▶ **Problem 1**
Reproduce, word for word, the part of the hepatitis C article that opens with the words containing "But they are" and closes with "a general anti-viral.".
▶ **Problem 2**
Resume the article on the hepatitis C treatment guidelines website, carrying it on from its final sentence.

[[ Supplied passage, beginning ]]

Published: Jan 30, 2014
By Michael Smith, North American Correspondent, MedPage Today
Practice guidelines are a fact of life in modern medicine. They provide clinicians with the best data and the latest consensus on what the data mean for the care of patients.
But they are -- or have been -- rather slow to react to changes.
Enter HCVguidelines.org, a website that aims to keep up with one of the fastest-moving fields in medicine today – the treatment of hepatitis C virus (HCV) with what are called direct-acting agents.
The website was developed and will be run jointly by the American Association for the Study of Liver Diseases, the Infectious Diseases Society of America, and the International Antiviral Society-USA.
A panel of 26 experts will keep clinicians on top of HCV treatment options, spokesmen for the three societies told MedPage Today before the site went live.
For those who haven't been following, HCV therapy for years was a long, difficult course of ribavirin and pegylated interferon. Neither agent actually targets the virus -- interferon is a general immune booster and ribavirin a general anti-viral.
On the other hand, direct-acting agents -- there are now four on the market and about a dozen in late clinical development -- aim at aspects of HCV replication. In general, they appear to be safer and less difficult to take than ribavirin and peginterferon, as well as being markedly more effective.
But the arrival of the new drugs over the next year or so will create a conundrum.
Between 3 million and 4 million Americans are thought to have chronic HCV and could benefit from treatment with the new drugs.
Indeed, for the first time, there is a "promise to cure nearly all" people with chronic HCV, according to David Thomas, MD, of Johns Hopkins University and a spokesman for the infectious diseases society.
The conundrum is that there are not enough specialists to go around, so that nonspecialists will have to fill in. And despite the increased safety and efficacy of the new drugs, actually using them is not going to be a matter of "take these and call me in the morning."

[[ Supplied passage, end ]]
[[ Entries provided, beginning ]]

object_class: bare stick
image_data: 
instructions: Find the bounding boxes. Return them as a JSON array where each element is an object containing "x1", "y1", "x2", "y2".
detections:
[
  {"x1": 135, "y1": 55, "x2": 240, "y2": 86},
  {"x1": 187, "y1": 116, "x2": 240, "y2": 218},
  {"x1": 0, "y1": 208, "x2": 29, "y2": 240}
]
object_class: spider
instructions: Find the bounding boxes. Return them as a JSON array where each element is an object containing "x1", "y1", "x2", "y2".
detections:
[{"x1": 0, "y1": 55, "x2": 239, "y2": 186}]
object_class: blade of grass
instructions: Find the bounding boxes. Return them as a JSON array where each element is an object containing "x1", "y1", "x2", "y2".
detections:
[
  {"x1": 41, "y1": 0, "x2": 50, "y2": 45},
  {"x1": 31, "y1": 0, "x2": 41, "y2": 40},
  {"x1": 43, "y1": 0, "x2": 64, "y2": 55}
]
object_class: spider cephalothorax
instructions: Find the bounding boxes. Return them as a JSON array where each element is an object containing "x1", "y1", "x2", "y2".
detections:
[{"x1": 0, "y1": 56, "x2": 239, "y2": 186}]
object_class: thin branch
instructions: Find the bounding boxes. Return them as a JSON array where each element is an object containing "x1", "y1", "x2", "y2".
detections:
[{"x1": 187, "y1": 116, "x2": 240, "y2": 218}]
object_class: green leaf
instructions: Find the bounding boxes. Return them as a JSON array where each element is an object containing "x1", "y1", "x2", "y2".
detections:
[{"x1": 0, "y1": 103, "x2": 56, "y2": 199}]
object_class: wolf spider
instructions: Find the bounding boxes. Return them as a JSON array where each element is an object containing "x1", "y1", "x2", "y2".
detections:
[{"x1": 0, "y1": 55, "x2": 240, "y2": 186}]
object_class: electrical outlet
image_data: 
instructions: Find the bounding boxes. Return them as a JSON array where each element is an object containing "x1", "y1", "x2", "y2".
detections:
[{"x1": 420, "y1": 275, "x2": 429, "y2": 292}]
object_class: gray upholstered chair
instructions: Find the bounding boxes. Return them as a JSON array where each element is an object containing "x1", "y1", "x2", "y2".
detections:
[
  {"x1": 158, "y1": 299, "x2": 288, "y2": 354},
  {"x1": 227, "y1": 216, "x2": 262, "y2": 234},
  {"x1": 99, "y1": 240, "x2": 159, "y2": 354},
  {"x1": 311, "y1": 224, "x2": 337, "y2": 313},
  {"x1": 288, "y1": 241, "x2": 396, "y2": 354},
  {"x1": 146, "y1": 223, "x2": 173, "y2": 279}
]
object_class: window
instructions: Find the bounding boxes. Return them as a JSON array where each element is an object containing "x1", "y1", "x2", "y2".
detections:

[[ Entries provided, end ]]

▶ **Your response 1**
But they are -- or have been -- rather slow to react to changes.
Enter HCVguidelines.org, a website that aims to keep up with one of the fastest-moving fields in medicine today – the treatment of hepatitis C virus (HCV) with what are called direct-acting agents.
The website was developed and will be run jointly by the American Association for the Study of Liver Diseases, the Infectious Diseases Society of America, and the International Antiviral Society-USA.
A panel of 26 experts will keep clinicians on top of HCV treatment options, spokesmen for the three societies told MedPage Today before the site went live.
For those who haven't been following, HCV therapy for years was a long, difficult course of ribavirin and pegylated interferon. Neither agent actually targets the virus -- interferon is a general immune booster and ribavirin a general anti-viral.

▶ **Your response 2**
All the drugs are meant to be taken in combination with others, and the combinations have varying efficacy and side-effect profiles depending on such things as the genotype of the virus and the stage of liver disease. Moreover, the data seem likely to change and grow much more rapidly than we have ever seen.
For that reason, the website is "perhaps one of the only guidance documents that is a living document," according to Michael Saag, MD, of the University of Alabama Birmingham and a spokesman for the anti-viral society.
"The ability to be nimble," Saag said during a press briefing, is necessary to keep up with the expected tidal wave of information.
He told MedPage Today that the site will contain information -- not only on approved uses, but also on specific off-label drug combinations that have not been through the FDA approval process.
That's because it's not realistic to get specific approval for all possible combinations in all possible patient types, Saag said. A major advantage of the new website, he said, is that the panel can look at all the evidence and "craft [regimens that] experts in the field would be using."
Indeed, the first iteration of the site suggests a combination of two new drugs -- simeprevir (Olysio) and sofosbuvir (Sovaldi) -- that is not specifically approved by the FDA, although both drugs are on the market, according to Donald Jensen, MD, of the University of Chicago Medical Center and a spokesman for the liver society.
The first iteration of the site will also deal only with what to do once the decision to treat has been made. Other questions -- such as who to treat and when -- will be dealt with later.